What to produce. Reproduce the records below verbatim, starting at the line that contains "If you could outline every instance of the car's" and continuing through the last line of the records.

Records to process.
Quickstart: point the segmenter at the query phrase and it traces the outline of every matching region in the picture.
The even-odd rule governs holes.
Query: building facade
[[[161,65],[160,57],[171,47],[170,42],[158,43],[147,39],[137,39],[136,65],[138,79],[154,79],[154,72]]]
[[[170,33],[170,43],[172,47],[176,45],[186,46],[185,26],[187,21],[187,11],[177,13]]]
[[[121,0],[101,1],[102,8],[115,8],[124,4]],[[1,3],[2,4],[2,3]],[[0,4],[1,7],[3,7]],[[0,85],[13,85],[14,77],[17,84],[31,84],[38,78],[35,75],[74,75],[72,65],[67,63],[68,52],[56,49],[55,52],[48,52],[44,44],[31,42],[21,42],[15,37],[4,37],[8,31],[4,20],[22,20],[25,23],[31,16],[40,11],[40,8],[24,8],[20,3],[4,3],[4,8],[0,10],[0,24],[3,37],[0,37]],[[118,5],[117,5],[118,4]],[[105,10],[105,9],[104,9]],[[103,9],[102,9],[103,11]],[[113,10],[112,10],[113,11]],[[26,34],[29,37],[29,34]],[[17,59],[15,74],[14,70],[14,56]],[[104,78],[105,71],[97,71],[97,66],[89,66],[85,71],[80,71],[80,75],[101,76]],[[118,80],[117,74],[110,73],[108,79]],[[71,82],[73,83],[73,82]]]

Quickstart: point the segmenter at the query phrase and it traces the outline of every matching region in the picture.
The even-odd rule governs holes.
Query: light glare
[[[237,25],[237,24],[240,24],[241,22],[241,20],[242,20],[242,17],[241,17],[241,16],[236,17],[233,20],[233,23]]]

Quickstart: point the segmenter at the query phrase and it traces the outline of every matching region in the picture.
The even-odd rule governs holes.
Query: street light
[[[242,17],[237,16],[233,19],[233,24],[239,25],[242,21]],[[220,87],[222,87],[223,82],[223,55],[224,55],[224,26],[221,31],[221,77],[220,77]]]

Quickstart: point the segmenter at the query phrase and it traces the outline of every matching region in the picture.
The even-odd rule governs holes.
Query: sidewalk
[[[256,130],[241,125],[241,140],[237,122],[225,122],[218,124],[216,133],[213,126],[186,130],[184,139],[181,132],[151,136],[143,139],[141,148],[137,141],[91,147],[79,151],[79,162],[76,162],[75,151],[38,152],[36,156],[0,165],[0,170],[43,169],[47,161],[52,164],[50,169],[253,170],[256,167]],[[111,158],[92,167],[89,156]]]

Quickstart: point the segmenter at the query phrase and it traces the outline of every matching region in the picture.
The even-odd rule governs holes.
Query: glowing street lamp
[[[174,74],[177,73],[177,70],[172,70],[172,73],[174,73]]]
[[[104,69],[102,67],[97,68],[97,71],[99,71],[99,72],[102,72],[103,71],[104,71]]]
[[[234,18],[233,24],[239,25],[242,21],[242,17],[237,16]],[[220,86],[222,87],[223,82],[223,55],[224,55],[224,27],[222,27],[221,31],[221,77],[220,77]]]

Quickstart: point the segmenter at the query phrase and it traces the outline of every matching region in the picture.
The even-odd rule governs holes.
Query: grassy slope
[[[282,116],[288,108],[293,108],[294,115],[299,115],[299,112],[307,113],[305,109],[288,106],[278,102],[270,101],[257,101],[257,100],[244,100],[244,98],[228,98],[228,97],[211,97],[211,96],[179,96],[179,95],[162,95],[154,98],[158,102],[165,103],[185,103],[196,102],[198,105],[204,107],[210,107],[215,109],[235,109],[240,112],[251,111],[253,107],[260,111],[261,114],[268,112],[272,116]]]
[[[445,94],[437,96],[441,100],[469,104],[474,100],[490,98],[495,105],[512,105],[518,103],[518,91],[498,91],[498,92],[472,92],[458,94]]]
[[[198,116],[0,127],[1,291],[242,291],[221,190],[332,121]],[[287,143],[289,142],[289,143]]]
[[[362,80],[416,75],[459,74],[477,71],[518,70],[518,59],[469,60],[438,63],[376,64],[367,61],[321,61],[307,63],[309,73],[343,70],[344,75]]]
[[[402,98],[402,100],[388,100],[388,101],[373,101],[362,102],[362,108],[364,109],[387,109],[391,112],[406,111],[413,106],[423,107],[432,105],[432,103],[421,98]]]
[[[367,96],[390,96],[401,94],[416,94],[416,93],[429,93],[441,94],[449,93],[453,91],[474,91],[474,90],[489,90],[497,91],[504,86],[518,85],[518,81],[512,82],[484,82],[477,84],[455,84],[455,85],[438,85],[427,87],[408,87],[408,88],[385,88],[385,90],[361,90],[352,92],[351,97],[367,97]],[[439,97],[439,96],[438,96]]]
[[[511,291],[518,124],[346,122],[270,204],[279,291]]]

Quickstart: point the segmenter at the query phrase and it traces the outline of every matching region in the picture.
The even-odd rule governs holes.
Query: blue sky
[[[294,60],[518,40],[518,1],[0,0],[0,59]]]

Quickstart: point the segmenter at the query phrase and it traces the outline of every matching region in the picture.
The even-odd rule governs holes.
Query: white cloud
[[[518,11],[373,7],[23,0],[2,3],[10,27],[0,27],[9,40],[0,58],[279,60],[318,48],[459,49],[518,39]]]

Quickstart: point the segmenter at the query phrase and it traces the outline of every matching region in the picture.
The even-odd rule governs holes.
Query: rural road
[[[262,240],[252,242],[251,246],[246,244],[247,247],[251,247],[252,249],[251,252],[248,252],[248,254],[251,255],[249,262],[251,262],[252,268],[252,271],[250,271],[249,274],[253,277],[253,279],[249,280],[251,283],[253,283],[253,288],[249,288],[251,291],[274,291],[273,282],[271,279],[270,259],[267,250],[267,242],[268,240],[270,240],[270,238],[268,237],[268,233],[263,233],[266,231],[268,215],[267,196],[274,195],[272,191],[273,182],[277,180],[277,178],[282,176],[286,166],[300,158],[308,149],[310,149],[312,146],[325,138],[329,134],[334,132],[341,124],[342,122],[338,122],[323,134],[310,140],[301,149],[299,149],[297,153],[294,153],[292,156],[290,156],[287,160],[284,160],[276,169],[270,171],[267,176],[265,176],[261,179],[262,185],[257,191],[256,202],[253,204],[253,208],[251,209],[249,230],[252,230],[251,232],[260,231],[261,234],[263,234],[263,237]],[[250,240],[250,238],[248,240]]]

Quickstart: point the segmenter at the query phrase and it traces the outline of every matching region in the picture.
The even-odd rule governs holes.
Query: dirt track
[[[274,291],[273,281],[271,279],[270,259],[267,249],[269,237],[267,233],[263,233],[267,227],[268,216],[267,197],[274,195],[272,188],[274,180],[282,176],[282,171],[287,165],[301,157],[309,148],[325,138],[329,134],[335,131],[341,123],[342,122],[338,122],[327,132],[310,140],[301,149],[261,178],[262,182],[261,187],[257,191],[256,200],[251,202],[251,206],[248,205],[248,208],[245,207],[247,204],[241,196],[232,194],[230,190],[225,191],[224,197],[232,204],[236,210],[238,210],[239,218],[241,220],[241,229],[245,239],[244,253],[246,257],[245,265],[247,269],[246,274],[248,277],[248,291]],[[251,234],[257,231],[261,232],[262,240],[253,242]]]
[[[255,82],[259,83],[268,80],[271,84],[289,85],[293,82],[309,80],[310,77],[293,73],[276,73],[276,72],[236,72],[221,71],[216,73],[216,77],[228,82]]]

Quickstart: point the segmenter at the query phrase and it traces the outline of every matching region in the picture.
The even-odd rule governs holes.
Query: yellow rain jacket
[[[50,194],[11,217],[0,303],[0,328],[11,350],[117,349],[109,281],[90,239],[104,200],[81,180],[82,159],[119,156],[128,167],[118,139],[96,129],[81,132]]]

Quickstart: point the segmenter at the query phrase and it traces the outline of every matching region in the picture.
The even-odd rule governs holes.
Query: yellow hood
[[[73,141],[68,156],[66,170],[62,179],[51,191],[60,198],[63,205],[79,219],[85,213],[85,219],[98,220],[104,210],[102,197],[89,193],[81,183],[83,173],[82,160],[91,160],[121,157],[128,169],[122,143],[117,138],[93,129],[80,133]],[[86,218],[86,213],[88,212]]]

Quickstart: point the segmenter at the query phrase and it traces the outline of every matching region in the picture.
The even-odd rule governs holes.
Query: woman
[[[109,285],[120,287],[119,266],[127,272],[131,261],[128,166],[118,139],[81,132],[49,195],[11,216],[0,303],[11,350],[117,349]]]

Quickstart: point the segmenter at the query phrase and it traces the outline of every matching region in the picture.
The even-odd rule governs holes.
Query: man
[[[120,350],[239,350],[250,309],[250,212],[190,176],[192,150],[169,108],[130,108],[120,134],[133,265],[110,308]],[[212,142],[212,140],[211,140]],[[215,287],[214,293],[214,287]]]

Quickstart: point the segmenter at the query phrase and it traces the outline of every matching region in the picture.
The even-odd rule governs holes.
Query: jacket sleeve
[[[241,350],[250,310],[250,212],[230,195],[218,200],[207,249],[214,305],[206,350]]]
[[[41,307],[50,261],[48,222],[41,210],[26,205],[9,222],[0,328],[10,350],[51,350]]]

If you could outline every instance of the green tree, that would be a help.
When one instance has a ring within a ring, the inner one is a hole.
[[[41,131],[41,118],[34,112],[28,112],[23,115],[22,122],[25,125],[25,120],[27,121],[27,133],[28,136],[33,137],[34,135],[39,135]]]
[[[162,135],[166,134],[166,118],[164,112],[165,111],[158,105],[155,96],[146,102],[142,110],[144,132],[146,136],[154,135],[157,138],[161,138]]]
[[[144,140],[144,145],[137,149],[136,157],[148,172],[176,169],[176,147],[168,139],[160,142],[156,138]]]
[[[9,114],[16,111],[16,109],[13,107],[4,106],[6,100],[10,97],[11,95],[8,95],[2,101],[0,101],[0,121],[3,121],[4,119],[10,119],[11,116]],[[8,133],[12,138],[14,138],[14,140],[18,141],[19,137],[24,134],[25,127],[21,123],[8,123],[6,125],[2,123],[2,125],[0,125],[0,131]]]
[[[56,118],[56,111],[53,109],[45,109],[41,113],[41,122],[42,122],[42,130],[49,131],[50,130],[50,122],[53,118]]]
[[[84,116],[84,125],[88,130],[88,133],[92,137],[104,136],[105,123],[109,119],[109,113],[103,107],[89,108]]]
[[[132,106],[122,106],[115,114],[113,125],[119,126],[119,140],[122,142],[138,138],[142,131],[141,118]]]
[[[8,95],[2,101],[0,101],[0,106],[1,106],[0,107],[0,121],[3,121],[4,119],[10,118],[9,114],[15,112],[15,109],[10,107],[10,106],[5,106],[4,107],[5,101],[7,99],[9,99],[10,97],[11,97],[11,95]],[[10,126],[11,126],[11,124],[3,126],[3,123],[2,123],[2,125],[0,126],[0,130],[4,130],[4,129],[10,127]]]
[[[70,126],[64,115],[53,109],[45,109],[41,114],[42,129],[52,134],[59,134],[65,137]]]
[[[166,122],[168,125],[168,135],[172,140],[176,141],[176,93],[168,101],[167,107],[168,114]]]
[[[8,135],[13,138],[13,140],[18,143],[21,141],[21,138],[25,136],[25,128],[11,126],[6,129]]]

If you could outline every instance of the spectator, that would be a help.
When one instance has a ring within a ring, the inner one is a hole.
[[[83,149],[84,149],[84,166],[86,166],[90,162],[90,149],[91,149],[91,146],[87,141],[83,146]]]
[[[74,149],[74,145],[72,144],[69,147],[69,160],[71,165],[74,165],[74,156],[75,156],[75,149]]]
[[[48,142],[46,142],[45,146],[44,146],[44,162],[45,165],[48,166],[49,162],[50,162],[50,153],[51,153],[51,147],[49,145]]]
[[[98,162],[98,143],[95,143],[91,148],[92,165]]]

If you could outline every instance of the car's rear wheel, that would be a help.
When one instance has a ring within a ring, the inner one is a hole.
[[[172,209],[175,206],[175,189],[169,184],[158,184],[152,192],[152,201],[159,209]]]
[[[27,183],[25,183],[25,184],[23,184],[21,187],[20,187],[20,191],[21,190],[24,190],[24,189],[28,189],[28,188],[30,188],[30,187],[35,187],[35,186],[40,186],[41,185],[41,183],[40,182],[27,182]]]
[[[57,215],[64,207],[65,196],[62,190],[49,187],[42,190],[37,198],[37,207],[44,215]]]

Task result.
If you could outline every instance of the car's rear wheel, that would be a help.
When one instance has a ring within a ring, the inner one is a hole.
[[[172,209],[175,206],[175,189],[169,184],[158,184],[152,192],[152,201],[159,209]]]
[[[27,183],[25,183],[25,184],[23,184],[21,187],[20,187],[20,191],[21,190],[24,190],[24,189],[28,189],[28,188],[30,188],[30,187],[35,187],[35,186],[40,186],[41,185],[41,183],[40,182],[27,182]]]
[[[57,215],[64,207],[65,196],[62,190],[49,187],[42,190],[37,198],[37,207],[44,215]]]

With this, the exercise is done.